Data records
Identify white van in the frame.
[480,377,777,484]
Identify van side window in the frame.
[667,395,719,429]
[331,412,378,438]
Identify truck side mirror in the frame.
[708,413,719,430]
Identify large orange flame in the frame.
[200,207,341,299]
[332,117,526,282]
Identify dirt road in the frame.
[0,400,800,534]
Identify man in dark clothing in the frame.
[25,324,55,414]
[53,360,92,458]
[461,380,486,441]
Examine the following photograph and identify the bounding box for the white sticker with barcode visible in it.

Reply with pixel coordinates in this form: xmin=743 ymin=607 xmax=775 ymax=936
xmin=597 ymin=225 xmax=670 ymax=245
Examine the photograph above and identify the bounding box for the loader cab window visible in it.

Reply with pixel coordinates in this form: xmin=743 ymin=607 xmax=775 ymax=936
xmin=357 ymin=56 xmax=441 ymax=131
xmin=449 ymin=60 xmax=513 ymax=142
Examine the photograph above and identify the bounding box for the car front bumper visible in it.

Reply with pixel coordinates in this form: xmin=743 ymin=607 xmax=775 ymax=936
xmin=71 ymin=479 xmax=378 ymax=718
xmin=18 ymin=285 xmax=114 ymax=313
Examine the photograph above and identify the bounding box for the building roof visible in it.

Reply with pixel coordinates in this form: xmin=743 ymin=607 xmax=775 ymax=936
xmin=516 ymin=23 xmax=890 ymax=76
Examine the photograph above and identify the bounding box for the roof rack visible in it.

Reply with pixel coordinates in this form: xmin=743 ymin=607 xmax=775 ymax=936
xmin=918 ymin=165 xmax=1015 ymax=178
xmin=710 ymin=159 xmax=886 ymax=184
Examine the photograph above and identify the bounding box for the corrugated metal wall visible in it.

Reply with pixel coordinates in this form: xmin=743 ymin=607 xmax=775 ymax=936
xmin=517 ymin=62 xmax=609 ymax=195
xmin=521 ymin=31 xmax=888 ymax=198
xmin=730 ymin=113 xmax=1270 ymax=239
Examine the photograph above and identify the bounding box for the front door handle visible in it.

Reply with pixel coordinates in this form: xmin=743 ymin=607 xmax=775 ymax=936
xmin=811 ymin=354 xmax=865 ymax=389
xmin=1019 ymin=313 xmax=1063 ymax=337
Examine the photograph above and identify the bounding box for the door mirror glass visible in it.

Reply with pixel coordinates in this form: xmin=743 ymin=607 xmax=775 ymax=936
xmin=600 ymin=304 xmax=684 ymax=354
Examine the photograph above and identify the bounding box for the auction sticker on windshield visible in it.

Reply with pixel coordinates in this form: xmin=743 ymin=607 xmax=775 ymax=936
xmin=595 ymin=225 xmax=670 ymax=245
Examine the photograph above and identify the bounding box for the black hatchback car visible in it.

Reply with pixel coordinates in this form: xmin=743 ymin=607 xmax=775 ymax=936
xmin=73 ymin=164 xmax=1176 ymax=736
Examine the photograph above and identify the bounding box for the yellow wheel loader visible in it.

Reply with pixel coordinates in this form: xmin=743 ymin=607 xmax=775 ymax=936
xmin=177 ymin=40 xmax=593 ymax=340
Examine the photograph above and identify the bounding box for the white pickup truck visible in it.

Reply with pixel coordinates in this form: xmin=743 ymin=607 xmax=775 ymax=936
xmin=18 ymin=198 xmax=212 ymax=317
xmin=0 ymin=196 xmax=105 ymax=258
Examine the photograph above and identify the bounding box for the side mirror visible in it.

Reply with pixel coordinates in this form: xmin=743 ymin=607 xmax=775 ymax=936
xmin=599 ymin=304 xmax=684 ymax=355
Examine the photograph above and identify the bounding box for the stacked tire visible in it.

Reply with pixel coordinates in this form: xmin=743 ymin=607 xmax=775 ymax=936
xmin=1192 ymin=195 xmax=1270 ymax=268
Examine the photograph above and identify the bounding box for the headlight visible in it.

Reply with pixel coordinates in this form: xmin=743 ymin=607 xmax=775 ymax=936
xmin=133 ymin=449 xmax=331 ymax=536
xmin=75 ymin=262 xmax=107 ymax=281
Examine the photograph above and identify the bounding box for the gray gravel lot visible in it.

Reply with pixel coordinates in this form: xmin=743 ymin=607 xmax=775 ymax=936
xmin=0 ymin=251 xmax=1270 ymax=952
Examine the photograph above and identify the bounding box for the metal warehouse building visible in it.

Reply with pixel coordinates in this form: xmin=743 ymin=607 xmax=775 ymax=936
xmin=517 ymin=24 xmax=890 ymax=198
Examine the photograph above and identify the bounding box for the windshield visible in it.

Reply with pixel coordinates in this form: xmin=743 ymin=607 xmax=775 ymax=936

◆ Written exercise:
Turn every line of the listing above into a numbered list, and leave out the blank lines.

◆ Answer to the problem:
1. Identify white van in the frame.
2. [480,377,777,484]
3. Identify van side window in the frame.
4. [667,395,719,429]
5. [331,412,378,438]
6. Identify truck side mirror in the frame.
7. [708,413,719,430]
8. Identify large orange flame in the frame.
9. [200,207,341,299]
10. [332,117,526,282]
11. Identify dirt road in the frame.
12. [0,400,800,534]
13. Identify man in dark clothing in the frame.
14. [25,324,55,414]
15. [53,360,92,458]
16. [461,380,486,441]
17. Examine the following photograph and identify the bounding box for the white sticker with barcode visible in it.
18. Reply with pixel coordinates in this form: xmin=743 ymin=607 xmax=775 ymax=936
19. xmin=597 ymin=225 xmax=670 ymax=245
20. Examine the photograph above and identify the bounding box for the loader cab window visible in it.
21. Reply with pixel coordinates in this form: xmin=743 ymin=607 xmax=775 ymax=936
22. xmin=357 ymin=56 xmax=441 ymax=131
23. xmin=449 ymin=60 xmax=513 ymax=142
24. Examine the photograph above and identify the bounding box for the car front bumper visible in it.
25. Reply with pixel coordinates in this form: xmin=743 ymin=607 xmax=775 ymax=936
26. xmin=71 ymin=479 xmax=378 ymax=718
27. xmin=18 ymin=285 xmax=114 ymax=313
28. Examine the photograph above and identify the bounding box for the building roof visible in it.
29. Reply with pixel coordinates in this form: xmin=743 ymin=607 xmax=775 ymax=936
30. xmin=516 ymin=23 xmax=890 ymax=76
31. Examine the photograph above and identify the bounding box for the roof rack visible in it.
32. Reply with pixel coordinates in this form: xmin=743 ymin=607 xmax=775 ymax=936
33. xmin=918 ymin=165 xmax=1015 ymax=178
34. xmin=710 ymin=159 xmax=886 ymax=184
35. Examine the photograph above and identify the bounding box for the corrugated metal wall visible in it.
36. Reply with pixel coordinates in this form: xmin=743 ymin=607 xmax=775 ymax=936
37. xmin=517 ymin=62 xmax=609 ymax=195
38. xmin=521 ymin=31 xmax=888 ymax=198
39. xmin=730 ymin=113 xmax=1270 ymax=239
40. Examine the photograph above and identify the bounding box for the front door handle visible in it.
41. Reply with pixel coordinates in this form: xmin=743 ymin=607 xmax=775 ymax=936
42. xmin=811 ymin=354 xmax=865 ymax=389
43. xmin=1019 ymin=313 xmax=1063 ymax=337
44. Examine the photograph above and identify the bounding box for the door mirror glass visible in it.
45. Reply with pixel coordinates in this form: xmin=743 ymin=607 xmax=775 ymax=936
46. xmin=600 ymin=304 xmax=684 ymax=354
47. Examine the photograph above and identify the bounding box for the auction sticker on windshield visible in it.
48. Reply with pixel coordinates in this form: xmin=743 ymin=607 xmax=775 ymax=936
49. xmin=595 ymin=225 xmax=670 ymax=245
50. Examine the photograph above and identify the bounding box for the black hatchback car visible in it.
51. Reply with pixel coordinates in this form: xmin=743 ymin=607 xmax=775 ymax=936
52. xmin=73 ymin=164 xmax=1176 ymax=736
53. Examine the photograph above and identify the bounding box for the yellow wheel loader visible in it.
54. Reply with pixel coordinates in this form: xmin=743 ymin=607 xmax=775 ymax=936
55. xmin=177 ymin=40 xmax=593 ymax=340
56. Examine the photograph above and identify the bounding box for the white pickup truck visible in it.
57. Reply with pixel coordinates in this form: xmin=743 ymin=607 xmax=775 ymax=936
58. xmin=18 ymin=198 xmax=212 ymax=317
59. xmin=0 ymin=196 xmax=105 ymax=258
60. Examine the photograph above and identify the bounding box for the side mirror visible in it.
61. Reply with pixel coordinates in this form: xmin=743 ymin=607 xmax=775 ymax=936
62. xmin=599 ymin=304 xmax=684 ymax=355
63. Examine the photograph above and identify the bounding box for the stacked tire visible in it.
64. Reply with pixel coordinates in this form: xmin=743 ymin=607 xmax=775 ymax=936
65. xmin=1192 ymin=195 xmax=1270 ymax=268
66. Examine the photograph above and identify the bounding box for the headlight visible in it.
67. Reply with pixel coordinates in this form: xmin=743 ymin=607 xmax=775 ymax=936
68. xmin=133 ymin=449 xmax=331 ymax=536
69. xmin=75 ymin=262 xmax=107 ymax=281
70. Examine the photograph above and identify the bounding box for the gray gravel lot visible in it.
71. Reply with pixel coordinates in this form: xmin=743 ymin=607 xmax=775 ymax=936
72. xmin=0 ymin=251 xmax=1270 ymax=952
73. Examine the photograph above and identify the bounding box for the metal warehouse building visible in it.
74. Reply with pixel coordinates in this form: xmin=743 ymin=607 xmax=775 ymax=936
75. xmin=517 ymin=24 xmax=890 ymax=198
76. Examine the photograph above and identify the bounding box for the windshield visible in it.
77. Reply with pixel coordinates in this form: xmin=743 ymin=607 xmax=775 ymax=936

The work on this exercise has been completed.